### Document segment
═══

Home >> Association's Prizes >> Wayne S. Vucinich Book Prize
The ASEEES Wayne S. Vucinich Book Prize, sponsored by the Association for Slavic Studies, East European, and Eurasian Studies (ASEEES) and the Stanford University Center for Russian and East European Studies, is awarded annually for the most important contribution to Russian, Eurasian, and East European studies in any discipline of the humanities or social sciences published in English in the United States in the previous calendar year.
The ASEEES Vucinich Book Prize carries a cash award. The award is presented in November at the Annual Convention.
2012 ASEEES Wayne S. Vucinich Book Prize Committee
The winner of the Wayne S. Vucinich Book Prize will be chosen by the following scholars:
- Stephanie Sandler, Harvard University; Committee Chair; 2010-2012
(mailing address):
Stephanie Sandler
76 Snell St.
Amherst, MA 01002 - Keith Darden, Yale University, 2012-2014
(mailing address):
Keith Darden
Yale University
Department of Political Science
P.O. Box 208301
Rosenkranz Hall, 115 Prospect Street
New Haven, CT 06520-8301
- Zsuzsa Gille, University of Illinois, Urbana-Champaign; 2012-2014
(mailing address):
Zsusza Gille
U of Illinois, Urbana-Champaign
326 Lincoln Hall, MC 454
602 St. Wright St.
Urbana, IL 61801
- Peter Holquist, University of Pennsylvania; 2012-2014
(mailing address):
Peter Holquist
3 Snowden Road
Bala Cynwyd, PA 19004
Rules of eligibility
Rules of eligibility for the Vucinich book prize competition are as follows:
- The copyright date inside the book must list the previous calendar year as the date of publication (for example, the book must have been published in 2011 to be eligible for the 2012 competition).
- The book must be a monograph, preferably by a single author, or by no more than two authors.
- Works may deal with any area of Eastern Europe, Russia, or Eurasia.
- The competition is open to works of scholarship in any discipline of the social sciences or humanities (including literature, the arts, film, etc.). Policy analyses, however scholarly, cannot be considered.
- Authors may be of any nationality as long as the work is originally published in English in the United States.
- Textbooks, collections, translations, bibliographies, and reference works are ineligible.
Nominating Instructions
Send one copy of eligible monograph to each Committee member (see addresses above) AND to the ASEEES main office (address in the footnote; electronic notifications to newsnet@pitt.edu). Nominations must be received no later than May 7.
Submissions should be clearly marked “Wayne S. Vucinich Book Prize Nomination.” If you would like to receive an acknowledgment that your nomination was received please enclose with the copy mailed to the ASEEES main office a note with your e-mail address or a self-addressed stamped envelope or a postcard.
Winners of the ASEEES Vucinich Book Prize
The following scholars received the Vucinich Book Prize in the past:
-
2011 - Matthew Jesse Jackson for The Experimental Group: Ilya Kabakov, Moscow Conceptualism, Soviet Avant Gardes (University of Chicago Press)

═══

### Material supplied
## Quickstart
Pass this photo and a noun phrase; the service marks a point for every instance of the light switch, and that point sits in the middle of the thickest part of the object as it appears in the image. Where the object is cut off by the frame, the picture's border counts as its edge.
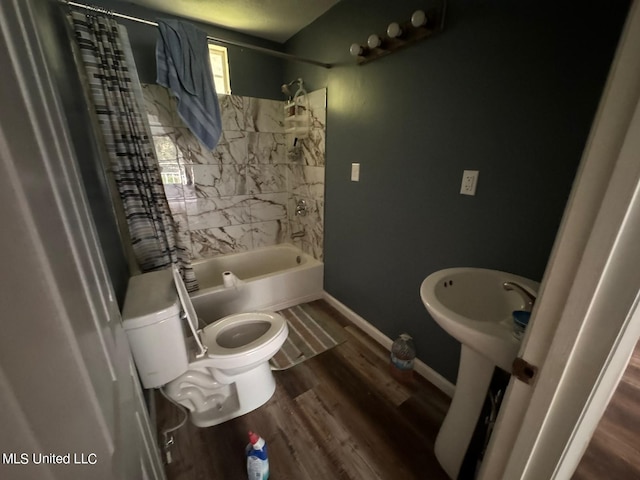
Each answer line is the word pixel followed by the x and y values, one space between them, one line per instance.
pixel 469 182
pixel 355 172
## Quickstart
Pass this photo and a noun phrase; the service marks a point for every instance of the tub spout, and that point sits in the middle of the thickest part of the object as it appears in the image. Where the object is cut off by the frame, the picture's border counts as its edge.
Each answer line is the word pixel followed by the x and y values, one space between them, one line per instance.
pixel 528 297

═══

### Tasks to carry out
(1) What deadline for receiving nominations does the Vucinich Book Prize page give?
(2) Take the stretch from "- The competition" through "cannot be considered." in the Vucinich Book Prize page and swap "film" for "music".

### Answers per task
(1) Nominations must be received no later than May 7.

(2)
- The competition is open to works of scholarship in any discipline of the social sciences or humanities (including literature, the arts, music, etc.). Policy analyses, however scholarly, cannot be considered.